**Aufgabe**
Bring die Zeilen aller folgenden Einträge in eine JSON-Liste aus Zeichenketten, eine Zeichenkette pro Zeile. Leerzeilen lässt du weg.

**Angezeigte Daten**
▽

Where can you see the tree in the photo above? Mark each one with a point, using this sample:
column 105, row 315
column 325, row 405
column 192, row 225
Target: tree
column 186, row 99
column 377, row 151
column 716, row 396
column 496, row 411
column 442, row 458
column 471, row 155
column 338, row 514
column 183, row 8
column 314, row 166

△

**Lösung**
[
  "Where can you see the tree in the photo above? Mark each one with a point, using this sample:",
  "column 105, row 315",
  "column 325, row 405",
  "column 192, row 225",
  "Target: tree",
  "column 186, row 99",
  "column 377, row 151",
  "column 716, row 396",
  "column 496, row 411",
  "column 442, row 458",
  "column 471, row 155",
  "column 338, row 514",
  "column 183, row 8",
  "column 314, row 166"
]